* **Given task A**
In one to three sentences, explain what the cluster module description says the module provides and what that lets you do.
* **Given task B**
Retype the cluster module description from "Cluster management for" to "and Docker containers.".

* **Reading text**
::::

Skip to main content

Cluster management for Mindtrace

Project description

PyPI version License Downloads

Mindtrace Cluster Module

The Mindtrace Cluster module provides a distributed computing framework for managing and orchestrating jobs across multiple worker nodes. It enables scalable, fault-tolerant job execution with support for various execution environments including Git repositories and Docker containers.

Overview

The cluster module consists of three main components:

  • ClusterManager: Central orchestrator that manages job distribution and worker coordination
  • Node: Worker node that can launch and manage workers
  • Worker: Executable units that process jobs

Architecture

┌─────────────────┐    ┌─────────────────┐    ┌─────────────────┐
│  ClusterManager │    │      Node       │    │     Worker      │
│                 │    │                 │    │                 │
│ • Job routing   │◄──►│ • Worker launch │◄──►│ • Job execution │
│ • Status tracking│    │ • Registry access│    │ • Environment mgmt│
│ • Worker mgmt   │    │ • Resource mgmt │    │ • Status reporting│
└─────────────────┘    └─────────────────┘    └─────────────────┘

Core Components

ClusterManager

The central orchestrator that:

  • Routes jobs to appropriate endpoints or workers
  • Tracks job and worker status
  • Manages worker registration and auto-connection
  • Provides a unified API for job submission and monitoring

Key Features:

  • Job schema targeting (direct endpoint routing vs orchestrator)

::::

* **Data section**

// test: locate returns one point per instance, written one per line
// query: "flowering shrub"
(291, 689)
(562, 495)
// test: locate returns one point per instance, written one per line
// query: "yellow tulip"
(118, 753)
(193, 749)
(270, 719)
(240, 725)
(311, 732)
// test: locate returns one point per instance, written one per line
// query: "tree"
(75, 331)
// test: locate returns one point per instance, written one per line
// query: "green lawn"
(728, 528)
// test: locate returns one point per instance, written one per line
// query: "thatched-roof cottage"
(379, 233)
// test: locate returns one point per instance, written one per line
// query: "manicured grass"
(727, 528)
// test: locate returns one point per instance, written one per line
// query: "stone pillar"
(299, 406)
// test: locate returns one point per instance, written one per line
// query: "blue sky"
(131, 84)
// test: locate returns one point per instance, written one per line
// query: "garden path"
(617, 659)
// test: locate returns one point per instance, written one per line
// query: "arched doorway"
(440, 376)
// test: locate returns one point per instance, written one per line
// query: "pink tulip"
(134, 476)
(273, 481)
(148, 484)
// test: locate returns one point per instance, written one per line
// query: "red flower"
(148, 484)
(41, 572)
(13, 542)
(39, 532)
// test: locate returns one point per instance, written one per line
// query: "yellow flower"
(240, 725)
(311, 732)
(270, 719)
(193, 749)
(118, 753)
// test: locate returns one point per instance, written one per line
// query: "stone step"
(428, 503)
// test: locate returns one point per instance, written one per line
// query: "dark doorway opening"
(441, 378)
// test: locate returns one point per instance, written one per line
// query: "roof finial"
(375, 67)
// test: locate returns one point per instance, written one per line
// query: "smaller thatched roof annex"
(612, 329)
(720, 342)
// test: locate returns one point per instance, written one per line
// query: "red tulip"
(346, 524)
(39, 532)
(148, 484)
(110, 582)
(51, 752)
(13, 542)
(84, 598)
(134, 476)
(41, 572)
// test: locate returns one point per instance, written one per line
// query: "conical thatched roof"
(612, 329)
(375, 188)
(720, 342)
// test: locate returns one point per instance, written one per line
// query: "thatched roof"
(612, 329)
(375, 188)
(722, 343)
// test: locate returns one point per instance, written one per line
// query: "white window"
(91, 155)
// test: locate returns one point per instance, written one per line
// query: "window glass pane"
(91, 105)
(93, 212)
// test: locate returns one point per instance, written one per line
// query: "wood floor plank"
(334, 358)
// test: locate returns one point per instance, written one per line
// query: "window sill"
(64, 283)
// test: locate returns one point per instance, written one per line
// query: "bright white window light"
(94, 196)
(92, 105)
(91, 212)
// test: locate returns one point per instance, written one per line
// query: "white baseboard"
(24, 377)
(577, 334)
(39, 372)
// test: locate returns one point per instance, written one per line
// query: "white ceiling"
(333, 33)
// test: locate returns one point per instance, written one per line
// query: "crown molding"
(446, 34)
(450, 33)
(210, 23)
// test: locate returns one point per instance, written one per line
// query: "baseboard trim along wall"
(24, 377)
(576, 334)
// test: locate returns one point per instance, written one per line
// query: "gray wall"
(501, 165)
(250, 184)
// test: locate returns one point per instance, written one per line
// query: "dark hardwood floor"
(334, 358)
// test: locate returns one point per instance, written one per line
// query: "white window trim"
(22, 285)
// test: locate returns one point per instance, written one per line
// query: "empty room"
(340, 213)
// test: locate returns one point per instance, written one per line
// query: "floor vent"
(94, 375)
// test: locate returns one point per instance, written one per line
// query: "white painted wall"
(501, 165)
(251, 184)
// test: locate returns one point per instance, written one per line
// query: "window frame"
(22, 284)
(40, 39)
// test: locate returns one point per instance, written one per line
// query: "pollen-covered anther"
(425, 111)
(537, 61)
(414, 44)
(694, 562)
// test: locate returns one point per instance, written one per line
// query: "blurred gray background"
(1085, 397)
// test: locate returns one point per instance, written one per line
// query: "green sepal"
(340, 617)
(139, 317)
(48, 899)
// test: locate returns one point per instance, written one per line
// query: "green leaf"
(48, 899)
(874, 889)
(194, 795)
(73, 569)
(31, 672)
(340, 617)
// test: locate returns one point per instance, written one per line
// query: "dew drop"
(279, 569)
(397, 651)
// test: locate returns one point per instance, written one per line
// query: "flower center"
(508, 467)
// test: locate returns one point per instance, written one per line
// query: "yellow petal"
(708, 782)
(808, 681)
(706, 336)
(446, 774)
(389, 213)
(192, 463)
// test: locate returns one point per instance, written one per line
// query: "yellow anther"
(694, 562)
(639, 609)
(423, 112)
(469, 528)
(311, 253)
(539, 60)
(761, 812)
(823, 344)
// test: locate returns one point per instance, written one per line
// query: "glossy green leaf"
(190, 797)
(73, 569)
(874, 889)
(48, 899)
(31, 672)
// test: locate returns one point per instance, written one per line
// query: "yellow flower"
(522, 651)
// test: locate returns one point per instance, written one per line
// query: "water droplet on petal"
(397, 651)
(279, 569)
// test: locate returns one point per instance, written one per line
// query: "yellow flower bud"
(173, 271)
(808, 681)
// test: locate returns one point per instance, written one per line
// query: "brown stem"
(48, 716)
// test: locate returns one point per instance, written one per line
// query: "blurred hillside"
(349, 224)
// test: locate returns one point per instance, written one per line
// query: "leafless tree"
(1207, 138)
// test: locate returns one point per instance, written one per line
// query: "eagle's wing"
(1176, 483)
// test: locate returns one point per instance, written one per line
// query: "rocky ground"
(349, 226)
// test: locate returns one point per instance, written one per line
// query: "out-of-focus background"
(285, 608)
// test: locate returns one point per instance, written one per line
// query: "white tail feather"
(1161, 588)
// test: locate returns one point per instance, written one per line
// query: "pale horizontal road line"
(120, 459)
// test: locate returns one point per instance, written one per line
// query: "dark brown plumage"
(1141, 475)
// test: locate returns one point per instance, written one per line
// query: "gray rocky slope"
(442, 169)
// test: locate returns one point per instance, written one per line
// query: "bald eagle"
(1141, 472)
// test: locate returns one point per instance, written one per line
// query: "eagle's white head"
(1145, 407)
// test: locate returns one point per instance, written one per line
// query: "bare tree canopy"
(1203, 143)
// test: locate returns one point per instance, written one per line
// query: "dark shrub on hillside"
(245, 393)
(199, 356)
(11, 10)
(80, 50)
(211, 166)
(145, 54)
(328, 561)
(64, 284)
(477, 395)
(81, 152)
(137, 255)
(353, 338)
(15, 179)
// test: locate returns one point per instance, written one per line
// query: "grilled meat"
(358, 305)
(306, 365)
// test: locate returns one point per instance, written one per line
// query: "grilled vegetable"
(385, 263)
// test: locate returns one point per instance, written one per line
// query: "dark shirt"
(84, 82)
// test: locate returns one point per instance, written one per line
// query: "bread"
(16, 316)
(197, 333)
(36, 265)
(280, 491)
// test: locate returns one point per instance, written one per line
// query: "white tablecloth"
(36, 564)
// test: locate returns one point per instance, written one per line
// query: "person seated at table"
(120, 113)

::::

* **Task output A**
The module provides a distributed computing framework for managing and orchestrating jobs across multiple worker nodes. This allows scalable, fault-tolerant job execution, with support for execution environments such as Git repositories and Docker containers.

* **Task output B**
Cluster management for Mindtrace

Project description

PyPI version License Downloads

Mindtrace Cluster Module

The Mindtrace Cluster module provides a distributed computing framework for managing and orchestrating jobs across multiple worker nodes. It enables scalable, fault-tolerant job execution with support for various execution environments including Git repositories and Docker containers.